Point labeling records
________________________________________

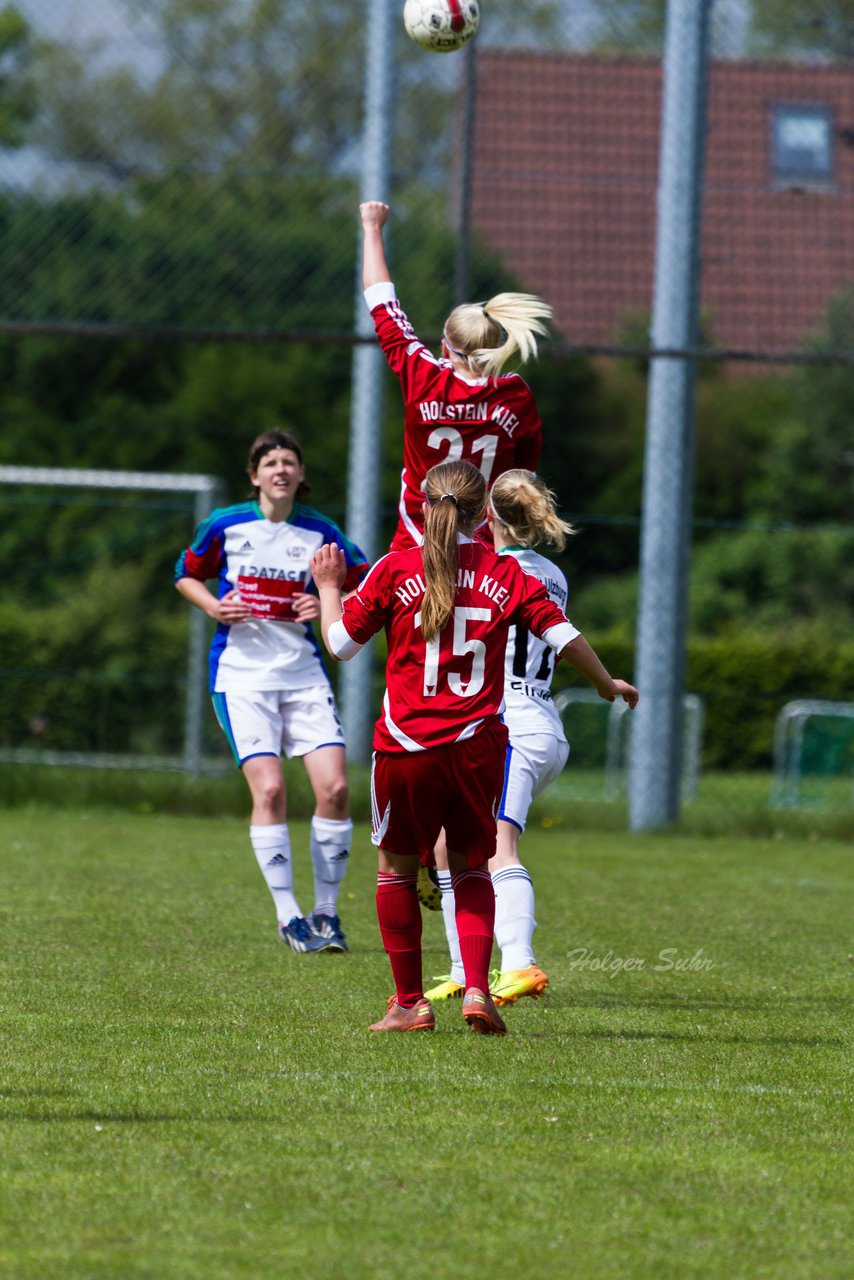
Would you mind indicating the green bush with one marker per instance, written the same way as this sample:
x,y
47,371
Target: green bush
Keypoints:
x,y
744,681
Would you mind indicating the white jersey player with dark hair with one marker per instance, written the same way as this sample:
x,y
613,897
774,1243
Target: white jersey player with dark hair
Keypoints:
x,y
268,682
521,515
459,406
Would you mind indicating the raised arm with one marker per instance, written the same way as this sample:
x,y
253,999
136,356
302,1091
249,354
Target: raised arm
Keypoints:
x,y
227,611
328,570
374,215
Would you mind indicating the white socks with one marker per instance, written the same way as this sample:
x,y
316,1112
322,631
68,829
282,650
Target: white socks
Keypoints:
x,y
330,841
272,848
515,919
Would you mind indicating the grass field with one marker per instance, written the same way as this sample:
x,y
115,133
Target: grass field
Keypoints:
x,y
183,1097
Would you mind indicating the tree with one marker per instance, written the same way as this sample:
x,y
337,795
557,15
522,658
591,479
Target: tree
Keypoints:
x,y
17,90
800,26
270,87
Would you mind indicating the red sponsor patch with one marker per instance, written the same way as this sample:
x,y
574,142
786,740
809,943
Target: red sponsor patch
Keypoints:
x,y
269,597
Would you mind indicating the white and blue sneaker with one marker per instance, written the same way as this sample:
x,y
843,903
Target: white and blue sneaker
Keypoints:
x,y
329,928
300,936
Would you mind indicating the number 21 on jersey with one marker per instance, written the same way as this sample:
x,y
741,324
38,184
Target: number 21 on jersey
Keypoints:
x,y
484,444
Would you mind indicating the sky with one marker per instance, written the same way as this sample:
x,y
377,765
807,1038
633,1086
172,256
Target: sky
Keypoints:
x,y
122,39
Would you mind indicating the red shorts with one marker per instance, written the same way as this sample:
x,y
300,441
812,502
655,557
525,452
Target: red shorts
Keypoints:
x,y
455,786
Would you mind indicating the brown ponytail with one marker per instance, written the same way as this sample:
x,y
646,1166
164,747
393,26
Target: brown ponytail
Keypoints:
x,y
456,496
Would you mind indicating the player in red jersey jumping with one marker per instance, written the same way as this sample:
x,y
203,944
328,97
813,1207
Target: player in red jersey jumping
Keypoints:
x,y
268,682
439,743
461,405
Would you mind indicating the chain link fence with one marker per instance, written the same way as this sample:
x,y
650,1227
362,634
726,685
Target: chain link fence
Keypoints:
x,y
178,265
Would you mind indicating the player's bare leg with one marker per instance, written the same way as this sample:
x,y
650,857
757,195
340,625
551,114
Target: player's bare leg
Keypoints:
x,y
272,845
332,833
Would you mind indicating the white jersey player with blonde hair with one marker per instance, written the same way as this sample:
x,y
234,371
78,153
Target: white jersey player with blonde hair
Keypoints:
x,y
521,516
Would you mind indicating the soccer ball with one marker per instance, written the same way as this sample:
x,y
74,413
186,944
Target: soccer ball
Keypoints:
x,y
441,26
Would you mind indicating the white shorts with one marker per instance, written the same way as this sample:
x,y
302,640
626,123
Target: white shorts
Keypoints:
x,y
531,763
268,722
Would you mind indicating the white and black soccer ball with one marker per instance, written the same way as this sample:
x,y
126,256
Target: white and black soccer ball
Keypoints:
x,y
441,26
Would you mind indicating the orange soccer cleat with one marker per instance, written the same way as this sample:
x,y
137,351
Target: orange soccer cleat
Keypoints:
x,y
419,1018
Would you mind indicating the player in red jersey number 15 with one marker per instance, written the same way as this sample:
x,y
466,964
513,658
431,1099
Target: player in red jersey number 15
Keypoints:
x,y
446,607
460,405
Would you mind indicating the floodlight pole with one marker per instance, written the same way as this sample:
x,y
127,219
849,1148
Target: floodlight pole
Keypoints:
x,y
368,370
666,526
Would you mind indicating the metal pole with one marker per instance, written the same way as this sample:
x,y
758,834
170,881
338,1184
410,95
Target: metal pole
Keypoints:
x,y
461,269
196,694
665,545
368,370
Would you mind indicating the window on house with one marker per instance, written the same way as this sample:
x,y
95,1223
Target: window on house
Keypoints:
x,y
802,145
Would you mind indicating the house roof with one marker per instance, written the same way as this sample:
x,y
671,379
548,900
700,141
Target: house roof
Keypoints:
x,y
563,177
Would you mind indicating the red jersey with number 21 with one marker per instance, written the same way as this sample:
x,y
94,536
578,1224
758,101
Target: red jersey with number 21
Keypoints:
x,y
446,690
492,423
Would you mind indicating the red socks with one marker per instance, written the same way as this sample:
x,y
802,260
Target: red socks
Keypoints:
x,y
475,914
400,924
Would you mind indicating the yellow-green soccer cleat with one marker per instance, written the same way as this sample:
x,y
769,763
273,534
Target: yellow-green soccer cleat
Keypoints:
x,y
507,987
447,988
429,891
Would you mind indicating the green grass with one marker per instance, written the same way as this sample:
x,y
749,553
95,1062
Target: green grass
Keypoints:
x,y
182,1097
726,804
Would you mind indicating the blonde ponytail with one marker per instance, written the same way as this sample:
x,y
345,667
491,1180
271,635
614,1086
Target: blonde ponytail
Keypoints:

________________________________________

**To do**
Could you arrange every line of all the records above as a numbered list, skipping any blank lines and leaving out the pictures?

**Answer to this problem**
1. Would you mind indicating the green bush with one marker per instance, written the same way as this sample:
2. x,y
3. 47,371
4. Target: green bush
5. Keypoints:
6. x,y
7. 744,681
8. Would you mind indicating the white jersey player with dark hair with one marker per instance, written the same way as this sample:
9. x,y
10. 613,897
11. 774,1243
12. Target: white jersey player with dark hair
13. Keypoints:
14. x,y
15. 268,682
16. 521,515
17. 459,406
18. Would you mind indicating the raised arm with one marker per instance, written the same way as this sample:
19. x,y
20. 253,999
21. 136,356
22. 302,1091
23. 249,354
24. Target: raised arm
25. Keypoints:
26. x,y
27. 227,611
28. 328,570
29. 374,215
30. Would you mind indicating the white socks with one marker per instance, written the same way as this sample:
31. x,y
32. 316,1112
33. 322,631
34. 68,829
35. 282,650
36. Target: white socks
37. Keypoints:
38. x,y
39. 330,841
40. 272,848
41. 515,919
42. Would you mind indicating the grass field with one marker per instance, written the same way as this sample:
43. x,y
44. 115,133
45. Target: grass field
46. Keypoints:
47. x,y
48. 183,1097
49. Would you mind indicating the tree with one marker per instance, written the same way as this sample:
50. x,y
51. 337,795
52. 557,15
53. 522,658
54. 591,479
55. Target: tree
56. Keypoints:
57. x,y
58. 17,90
59. 800,26
60. 270,87
61. Would you mind indicating the red sponsor patch with one marker per instance, written the same way as this sample:
62. x,y
63. 574,142
64. 786,740
65. 809,943
66. Target: red sponsor patch
67. Keypoints:
68. x,y
69. 269,597
70. Would you mind indicating the white and blue sneaker with one marker per instance, written the same way as this sample:
71. x,y
72. 843,903
73. Target: white and blue sneaker
74. Keypoints:
75. x,y
76. 329,928
77. 300,936
78. Would you mind indicating the number 21 on jersey with one marker per instance, written the same way as this sample:
79. x,y
80. 741,324
81. 38,184
82. Target: number 21 on jersey
83. Keypoints:
84. x,y
85. 484,444
86. Would you mind indicating the sky with one marker per instance, written the same way as this sample:
87. x,y
88. 377,765
89. 807,1038
90. 633,1086
91. 172,256
92. Target: sky
93. Keypoints:
94. x,y
95. 122,39
96. Would you mind indicating the red shorts with one marker per instance, written the same way as this sample:
97. x,y
98. 300,441
99. 812,502
100. 655,557
101. 525,452
102. Target: red shorts
103. Keypoints:
104. x,y
105. 455,786
106. Would you mind indicating the brown ponytail with one marker per instance, written the same way as this sample:
107. x,y
108. 646,1166
109. 164,747
110. 393,26
111. Target: brown ponytail
112. Keypoints:
113. x,y
114. 456,496
115. Would you mind indicating the player in red jersey jumping with one marker per instance, written the same way as this sample:
116. x,y
117. 203,944
118. 328,97
119. 813,1207
120. Target: player in red jersey jumping
121. Keypoints:
122. x,y
123. 268,682
124. 439,743
125. 461,405
126. Would you mind indicating the chain link fence with one marker per instance, written the same way as this sample:
127. x,y
128. 650,1227
129. 362,634
130. 726,685
131. Target: chain link fence
132. Keypoints:
133. x,y
134. 178,265
135. Would you mind indicating the player's bare leg with one marker per instance, written the same way as this sample:
136. x,y
137. 650,857
138. 757,195
139. 340,625
140. 551,114
141. Target: player's bare leg
142. Keypoints:
143. x,y
144. 272,845
145. 332,833
146. Would you mind indicating the white jersey player with blonde hair with one marker per instance, written the same way as this sample:
147. x,y
148. 234,371
149. 78,153
150. Target: white jersey player with blonde hair
151. Keypoints:
152. x,y
153. 521,516
154. Would you mind indicating the soccer ball with one marker per instance, written the same way as this sample:
155. x,y
156. 74,413
157. 186,944
158. Target: soccer ball
159. Keypoints:
160. x,y
161. 441,26
162. Would you mind indicating the white shorts with one marker per instance, written the same way as this sample:
163. x,y
164. 302,640
165. 626,123
166. Target: white shorts
167. Keypoints:
168. x,y
169. 531,763
170. 268,722
171. Would you mind indicating the white and black soccer ball with one marker per instance, written the same way as this sample:
172. x,y
173. 126,256
174. Target: white and black soccer ball
175. Keypoints:
176. x,y
177. 441,26
178. Would you mind indicating the orange soccer cleat with one marker per instance, written the same way as this sample:
179. x,y
180. 137,351
181. Target: orange soccer cleat
182. Keypoints:
183. x,y
184. 419,1018
185. Would you mind indicating the player in red jersey number 15 with one marker per instance, written the same way as this sample:
186. x,y
187. 466,964
188. 513,658
189. 431,1099
190. Target: player in red jersey number 15
191. Keypoints:
192. x,y
193. 446,607
194. 460,405
195. Would you mind indicating the floodlight pole with one marker per instance, written the same way as this sample:
196. x,y
197. 127,219
198. 849,1148
199. Target: floodlight pole
200. Keypoints:
201. x,y
202. 368,370
203. 666,526
204. Would you mind indicating the metal pole with one marker per instance, written the same way as this sample:
205. x,y
206. 758,834
207. 170,881
208. 338,1184
209. 410,95
210. Target: metal pole
211. Keypoints:
212. x,y
213. 461,269
214. 196,694
215. 665,545
216. 368,370
217. Would you mind indicating the window on house with one marker per instance, written the same way as this sample:
218. x,y
219. 95,1223
220. Target: window on house
221. Keypoints:
222. x,y
223. 802,145
224. Would you mind indicating the house roof with one marker per instance, written the same way as this sample:
225. x,y
226. 671,379
227. 548,900
228. 700,141
229. Target: house roof
230. Keypoints:
231. x,y
232. 563,177
233. Would you mind indicating the red jersey with number 21 with one marker per instance, written the same way as this sample:
234. x,y
235. 94,536
236. 578,1224
237. 758,101
238. Target: red jersey with number 21
239. Keypoints:
240. x,y
241. 446,690
242. 492,423
243. Would you mind indicating the red socks with one marker per instance, written the same way as this sample:
244. x,y
245. 802,260
246. Target: red socks
247. Keypoints:
248. x,y
249. 475,914
250. 400,924
251. Would you mind indicating the yellow-green soccer cleat with one marker per instance, written the same way as this sample:
252. x,y
253. 769,763
254. 273,534
255. Target: yellow-green soccer cleat
256. Keypoints:
257. x,y
258. 507,987
259. 447,988
260. 429,891
261. Would you mind indicating the green grass with one marker per instance, written the same way as this sample:
262. x,y
263. 749,553
264. 95,1062
265. Target: green grass
266. Keypoints:
267. x,y
268. 182,1097
269. 726,804
270. Would you mind indicating the blonde ponytail with one marker per instance, written the same way as this sample:
271. x,y
272. 345,667
273. 491,1180
274. 271,635
275. 614,1086
276. Target: blonde ponytail
277. Keypoints:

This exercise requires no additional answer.